Les artistes ont toujours été fascinés par le règne animal qu’ils représentent à foison. Qu’il soit moqueur, instigateur de la création, d’une action militante, ou simple compagnon, l’animal en dit beaucoup sur notre relation au monde et sur nous-mêmes. Il est un miroir tendu vers notre humanité.
De la faune sauvage des fresques d’art pariétal au confort d’un épagneul Cavalier King Charles assis sur un coussin de velours suggéré par Édouard Manet (1832-1883), du rhinocéros exotique d’Albrecht Dürer (1471-1528) à celui, net et facetté, de Xavier Veilhan (né en 1963), en passant par les vaches paissant dans les prés des tableaux de Rosa Bonheur (1822-1899), l’animal est un motif inépuisable qui traverse toute l’histoire de l’art. Le Musée du Louvre propose d’ailleurs une visite guidée d’environ 1 heure 30 pour découvrir ses nombreuses occurrences peintes et sculptées dans ses salles.
En témoignant de la longue relation qui l’unit à l’homme – et réciproquement –, la représentation de l’animal, vraie dans toutes les cultures et à toutes les époques, en dit long sur le regard que nous posons sur lui. En 1992, Damien Hirst (né en 1965) expose à la Saatchi Gallery, à Londres, un requin-tigre plongé dans un caisson de formol (The Physical Impossibility of Death in the Mind of Someone Living). La chair du prédateur est réduite à n’être qu’un matériau, que l’artiste s’est procuré auprès d’un chasseur de squales australien. L’œuvre fait scandale, devenant aussitôt une icône de l’art contemporain, et de ses excès. Au début du XXe siècle, l’écrivain Roland Dorgelès se moquait pour sa part de l’art moderne en exposant au Salon des indépendants Et le soleil s’endormit sur l’Adriatique, une huile sur toile signée d’un soi-disant peintre italien, mais qu’il prétendit ensuite avoir été barbouillée par la queue d’un âne.
Les animaux, toutes catégories confondues, à bec ou à poils, ont surtout longtemps été pris comme sujet d’étude naturaliste ou de démonstration allégorique, ce qui n’exclut pas l’empathie. Voire la révolte. Lorsque le peintre Gilles Aillaud (1928-2005) s’émeut du sort des félins, des éléphants et des girafes séquestrés dans les zoos, ses tableaux, tout en faisant écho au combat politique que mène le Front de libération animale, semblent décrire des créatures passives. Il en est de même avec ces individus esseulés, oisillon ou guenon à l’enfant qui ont fait leur apparition dans les photographies récentes de Sophie Ristelhueber (née en 1949). À première vue, ils ne sont que les simples figurants d’une situation environnementale déplorable. Dans les deux cas, c’est pourtant notre relation frelatée à la nature qui s’impose au cœur de l’œuvre.

Consigne: Actualisez l'extrait sur l'animal dans l'art : recopiez tout ce qui va de « Les artistes ont » jusqu'à « vers notre humanité. » en remplaçant « compagnon » par « ami ». Vous n'aurez pas besoin de la liste.

Données relevées:
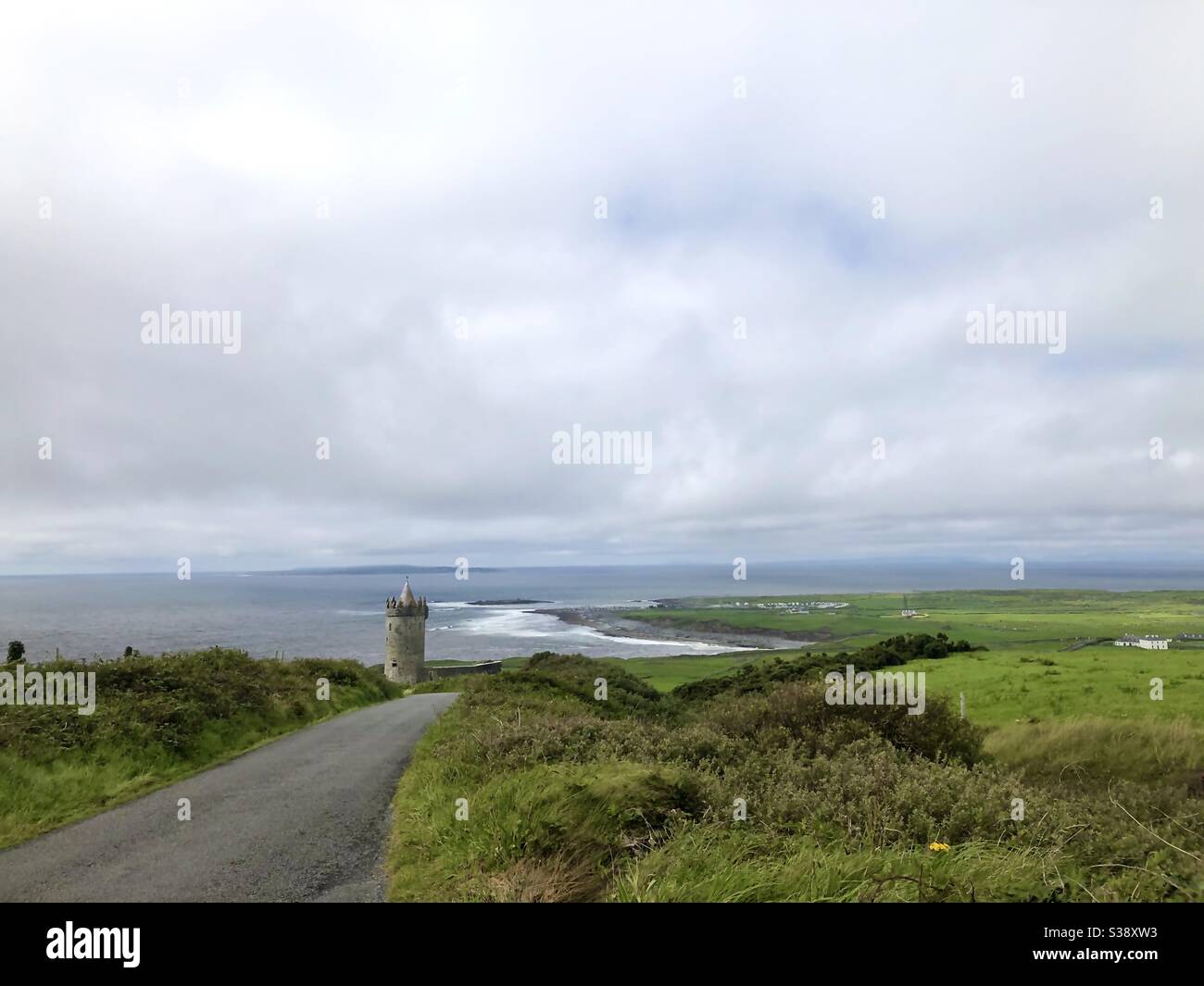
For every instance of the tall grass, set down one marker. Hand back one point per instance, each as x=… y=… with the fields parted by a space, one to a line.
x=773 y=794
x=157 y=720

Corrigé:
Les artistes ont toujours été fascinés par le règne animal qu’ils représentent à foison. Qu’il soit moqueur, instigateur de la création, d’une action militante, ou simple ami, l’animal en dit beaucoup sur notre relation au monde et sur nous-mêmes. Il est un miroir tendu vers notre humanité.